§ **Instruction**
Every entry that follows should be reproduced exactly.

§ **Source material**

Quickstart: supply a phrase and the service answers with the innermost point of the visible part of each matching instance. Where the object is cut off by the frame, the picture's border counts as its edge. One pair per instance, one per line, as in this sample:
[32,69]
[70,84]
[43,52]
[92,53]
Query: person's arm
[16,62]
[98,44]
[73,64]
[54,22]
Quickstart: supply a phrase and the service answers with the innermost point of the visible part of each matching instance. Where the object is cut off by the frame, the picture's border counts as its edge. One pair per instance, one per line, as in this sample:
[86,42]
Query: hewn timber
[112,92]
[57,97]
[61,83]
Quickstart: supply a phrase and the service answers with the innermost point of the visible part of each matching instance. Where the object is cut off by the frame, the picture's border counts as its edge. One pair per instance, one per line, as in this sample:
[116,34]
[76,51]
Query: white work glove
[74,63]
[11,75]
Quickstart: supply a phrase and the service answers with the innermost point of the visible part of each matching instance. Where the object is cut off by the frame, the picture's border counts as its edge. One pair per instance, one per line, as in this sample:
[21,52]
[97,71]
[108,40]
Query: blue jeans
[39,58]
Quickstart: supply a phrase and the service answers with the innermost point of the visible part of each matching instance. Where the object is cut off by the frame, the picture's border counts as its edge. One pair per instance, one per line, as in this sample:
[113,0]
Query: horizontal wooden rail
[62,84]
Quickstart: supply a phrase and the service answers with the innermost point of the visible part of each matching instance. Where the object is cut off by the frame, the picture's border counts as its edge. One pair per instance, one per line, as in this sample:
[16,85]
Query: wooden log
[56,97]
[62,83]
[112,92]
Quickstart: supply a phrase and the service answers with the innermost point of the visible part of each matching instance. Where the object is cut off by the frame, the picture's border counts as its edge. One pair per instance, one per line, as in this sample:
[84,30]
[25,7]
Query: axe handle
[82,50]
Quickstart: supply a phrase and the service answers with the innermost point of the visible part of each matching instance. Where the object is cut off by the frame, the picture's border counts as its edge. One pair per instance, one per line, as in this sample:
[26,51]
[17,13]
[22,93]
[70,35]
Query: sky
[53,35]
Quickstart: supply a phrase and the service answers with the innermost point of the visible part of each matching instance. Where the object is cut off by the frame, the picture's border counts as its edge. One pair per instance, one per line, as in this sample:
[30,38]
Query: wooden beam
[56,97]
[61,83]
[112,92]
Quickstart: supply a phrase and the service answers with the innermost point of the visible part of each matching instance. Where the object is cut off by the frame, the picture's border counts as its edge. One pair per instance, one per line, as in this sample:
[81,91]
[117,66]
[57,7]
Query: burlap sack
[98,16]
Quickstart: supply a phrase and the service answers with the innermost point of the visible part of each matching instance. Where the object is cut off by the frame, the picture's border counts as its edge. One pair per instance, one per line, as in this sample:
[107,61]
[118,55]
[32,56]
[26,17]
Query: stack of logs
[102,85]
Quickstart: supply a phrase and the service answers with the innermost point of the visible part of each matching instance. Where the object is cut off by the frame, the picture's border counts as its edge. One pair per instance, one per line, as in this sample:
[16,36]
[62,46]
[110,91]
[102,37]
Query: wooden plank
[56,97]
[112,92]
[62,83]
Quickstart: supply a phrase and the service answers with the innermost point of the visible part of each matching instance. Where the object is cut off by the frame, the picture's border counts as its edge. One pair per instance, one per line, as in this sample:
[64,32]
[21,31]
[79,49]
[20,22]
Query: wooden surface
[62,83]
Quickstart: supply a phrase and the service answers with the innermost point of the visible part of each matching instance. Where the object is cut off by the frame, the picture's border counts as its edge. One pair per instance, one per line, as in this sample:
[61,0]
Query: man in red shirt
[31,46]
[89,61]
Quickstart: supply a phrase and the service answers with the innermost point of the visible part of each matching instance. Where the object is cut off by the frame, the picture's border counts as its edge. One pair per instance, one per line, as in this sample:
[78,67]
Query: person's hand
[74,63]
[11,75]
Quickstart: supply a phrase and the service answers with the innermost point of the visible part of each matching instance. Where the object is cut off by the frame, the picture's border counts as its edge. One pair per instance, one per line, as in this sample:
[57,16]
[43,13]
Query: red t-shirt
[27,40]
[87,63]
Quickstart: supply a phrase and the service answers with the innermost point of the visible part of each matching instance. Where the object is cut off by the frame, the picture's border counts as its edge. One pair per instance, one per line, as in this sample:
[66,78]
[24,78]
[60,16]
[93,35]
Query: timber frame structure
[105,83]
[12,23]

§ **Result below**
Quickstart: supply a phrase and the service answers with the innermost point of the visible part of each matching instance. Where the object is cut off by the frame, the picture's border counts as its edge. One pair per instance, one per line, as in this sample:
[32,69]
[70,84]
[43,52]
[92,53]
Query: person's arm
[16,62]
[98,44]
[73,64]
[54,22]
Quickstart: supply a phrase and the service answers with the innermost point of the visible part of each matching instance. Where the object is cut off by the frame, the picture's border counts as its edge. One pair per instance, one per line, as in this sample:
[86,42]
Query: hewn timber
[112,92]
[57,97]
[61,83]
Quickstart: supply a phrase and the service answers with the innermost point of the visible part of each matching instance. Where the object is cut off by the frame, the picture's border counts as its edge. One pair per instance, one per line, as in this sample:
[116,34]
[76,51]
Query: white work glove
[74,63]
[11,75]
Quickstart: supply a phrase and the service answers with the innermost point of the visible part of each matching instance. Where the object is cut off by the frame, the picture's border counts as its edge. One pair per instance, one per line, as in this sample:
[21,52]
[97,71]
[108,40]
Query: blue jeans
[39,58]
Quickstart: supply a phrase and the service answers with the innermost point of the visible part of each matching instance. Where the object is cut off by the frame, the picture's border counts as its edge. One pair per instance, one per line, as in this sample:
[113,0]
Query: horizontal wooden rail
[62,84]
Quickstart: supply a phrase and the service answers with the innermost point of the visible part of each matching instance. Where the object is cut off by the frame, the picture's border counts as its edge. One pair per instance, one per line, as in this sample:
[16,85]
Query: wooden log
[56,97]
[62,83]
[112,92]
Quickstart: supply a phrase and the service answers with the innermost point of the visible part of each matching instance. Where the object is cut off by the frame, the picture's border counts as its edge. One pair per instance, one per line, as in this sample:
[84,30]
[25,7]
Query: axe handle
[82,50]
Quickstart: supply a phrase and the service answers with the innermost point of the visible part of each matching instance. Where the object is cut off by the frame, the picture's border counts as its edge. One pair per instance, one per line, as in this sample:
[26,51]
[17,13]
[22,93]
[70,35]
Query: sky
[53,35]
Quickstart: supply a phrase and the service answers with the innermost point of the visible part of each matching instance. Where the object is cut off by the frame, the picture's border counts as its edge. One pair per instance, one per line, as in this sample:
[30,38]
Query: wooden beam
[56,97]
[61,83]
[112,92]
Quickstart: supply a phrase and the service answers with the innermost point of the visible part of each matching instance. Where the object is cut off by the frame, the picture's border counts as its edge. One pair per instance, one per line, as in this sample:
[81,91]
[117,66]
[57,7]
Query: burlap sack
[98,16]
Quickstart: supply a phrase and the service answers with the innermost point of the visible part of each matching instance. Where the object is cut off by the frame, the picture's border counts as its edge. One pair per instance, one per line, as in this sample:
[107,61]
[118,55]
[32,56]
[26,17]
Query: stack of logs
[102,85]
Quickstart: supply a phrase and the service answers with the innermost point of the visible part of each matching instance. Where the object is cut off by the frame, the picture's border counts as its edge. One pair per instance, one per line, as in this sample:
[16,36]
[62,46]
[110,91]
[102,37]
Query: wooden plank
[56,97]
[112,92]
[62,83]
Quickstart: supply a phrase and the service answers with the innermost point of the visible part of each matching instance. Where the object is cut off by the frame, the picture's border counts as its edge. One pair per instance, one per line, as in this sample:
[64,32]
[21,31]
[79,49]
[20,22]
Query: wooden surface
[62,83]
Quickstart: supply a phrase and the service answers with the innermost point of the visible part of each matching instance. Where the object is cut off by the frame, the picture's border counts as its edge. One pair per instance, one per line, as in this sample:
[61,0]
Query: man in red shirt
[31,46]
[89,61]
Quickstart: supply a phrase and the service answers with the innermost point of the visible part of each matching instance. Where the object is cut off by the frame, the picture's border counts as its edge. One pair per instance, one per line, as in this sample:
[78,67]
Query: person's hand
[74,63]
[11,75]
Quickstart: supply a phrase and the service answers with the innermost point of the visible part of each matching instance. Where the object is cut off by the frame, the picture's border counts as its edge. One pair per instance, one per line, as in this sample:
[57,16]
[43,13]
Query: red t-shirt
[27,40]
[87,63]
Quickstart: supply a phrase and the service answers with the innermost point of the visible part of each matching instance. Where the object is cut off by the frame, the picture's border counts as its edge. One pair per instance, one per line, as in this sample:
[66,78]
[24,78]
[60,16]
[93,35]
Query: timber frame structure
[105,83]
[12,23]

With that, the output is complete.